Александр Бойников

Живая летопись войны. О военных очерках Бориса Полевого

«...Когда частями Советской Армии был оставлен мой родной город, я получил из “Правды” телеграмму. Мне предлагалось стать военным корреспондентом на только что созданном Калининском фронте. Военный корреспондент “Правды”! Предел мечтаний газетчика. И действительно, мне повезло. С командировкой “Правды” я всю войну оказывался на горячих театрах военных действий, и часто там, где в тот момент решался исход героического единоборства Советской Армии с объединёнными силами фашизма. Освобождение первого областного центра – города Калинина... Полёт на советском бомбардировщике дальнего действия на бомбёжку германских городов... Медленная и страшная война в ржевских лесах... Сокрушительный Сталинград... Несколько недель в тылу врага среди калининских и смоленских партизан на занятой противником, но не покорённой земле, где люди гордо и упрямо продолжали сохранять советские порядки... Пекло Курской дуги... Блистательное освобождение Харькова... Рывок за Днепр. Второй Сталинград на Днепре – Корсунь-Шевченковская... Стремительный поход через всю Украину и прыжок через Прут, первый прыжок за государственную границу Советского Союза... Снова Украина, освобождённый Львов... Польша... Поход за Вислу к польским партизанам... Карпаты... Словацкое восстание с его героической борьбой и трагическим концом... Прорыв в Германию... Дрезден... Берлин... И, наконец, Прага», – так вспоминал о своём боевом пути известный русский советский писатель и журналист Борис Николаевич Полевой (1908–1981).

Записи данных:
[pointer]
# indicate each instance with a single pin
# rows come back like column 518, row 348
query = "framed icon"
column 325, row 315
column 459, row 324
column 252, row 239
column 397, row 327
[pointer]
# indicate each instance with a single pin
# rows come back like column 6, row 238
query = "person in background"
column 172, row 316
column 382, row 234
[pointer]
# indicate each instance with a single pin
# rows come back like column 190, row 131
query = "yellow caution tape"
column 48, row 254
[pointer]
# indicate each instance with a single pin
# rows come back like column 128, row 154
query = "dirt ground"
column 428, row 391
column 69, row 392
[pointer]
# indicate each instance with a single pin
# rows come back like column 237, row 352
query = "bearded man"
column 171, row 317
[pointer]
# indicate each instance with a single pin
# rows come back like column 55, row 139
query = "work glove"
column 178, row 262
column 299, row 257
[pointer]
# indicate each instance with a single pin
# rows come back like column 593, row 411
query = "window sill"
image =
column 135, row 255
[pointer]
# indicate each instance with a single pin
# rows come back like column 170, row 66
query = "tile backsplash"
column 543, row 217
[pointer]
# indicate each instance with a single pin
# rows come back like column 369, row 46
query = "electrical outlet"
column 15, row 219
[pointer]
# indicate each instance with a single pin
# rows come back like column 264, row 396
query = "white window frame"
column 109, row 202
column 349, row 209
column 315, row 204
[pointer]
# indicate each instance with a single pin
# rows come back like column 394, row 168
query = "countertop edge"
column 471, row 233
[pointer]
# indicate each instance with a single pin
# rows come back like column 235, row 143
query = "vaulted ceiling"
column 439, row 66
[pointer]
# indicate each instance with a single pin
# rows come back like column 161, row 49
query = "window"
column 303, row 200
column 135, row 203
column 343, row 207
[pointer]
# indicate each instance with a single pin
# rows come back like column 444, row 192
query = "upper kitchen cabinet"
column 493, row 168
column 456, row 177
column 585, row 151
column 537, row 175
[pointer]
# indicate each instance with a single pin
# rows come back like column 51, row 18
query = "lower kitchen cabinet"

Требования к заданиям:
A - Оформите строки записей, начиная с самой первой и до строки с «column 69, row 392» включительно, как JSON-список строк: каждой строке записей соответствует одна строка списка, пустые строки пропустите.
B - Продолжите текст о военных очерках Бориса Полевого сразу после его последнего предложения.

Ответы на задания:
A -
[
  "[pointer]",
  "# indicate each instance with a single pin",
  "# rows come back like column 518, row 348",
  "query = \"framed icon\"",
  "column 325, row 315",
  "column 459, row 324",
  "column 252, row 239",
  "column 397, row 327",
  "[pointer]",
  "# indicate each instance with a single pin",
  "# rows come back like column 6, row 238",
  "query = \"person in background\"",
  "column 172, row 316",
  "column 382, row 234",
  "[pointer]",
  "# indicate each instance with a single pin",
  "# rows come back like column 190, row 131",
  "query = \"yellow caution tape\"",
  "column 48, row 254",
  "[pointer]",
  "# indicate each instance with a single pin",
  "# rows come back like column 128, row 154",
  "query = \"dirt ground\"",
  "column 428, row 391",
  "column 69, row 392"
]

B -
Его родной город – это Тверь, тогда Калинин. И хотя родился Борис Полевой (Кампов) в Москве, он с гордостью подчёркивал: «…вырос, учился, приобщился к журналистской профессии, написал первую книгу в Твери и потому сейчас не без основания считаю себя тверяком…»


С октября 1941 по февраль 1942 года в газете «Правда» регулярно публиковались очерки                 Б. Полевого, посланные с Калининского фронта. Позднее писатель объединил их в цикл «В ту тяжёлую зиму…» В этой подлинной летописи самого сурового периода войны отразились два значительных события, непосредственно связанные с нашим краем: оборона г. Калинина и его освобождение от фашистской оккупации в результате контрнаступления советских войск под Москвой.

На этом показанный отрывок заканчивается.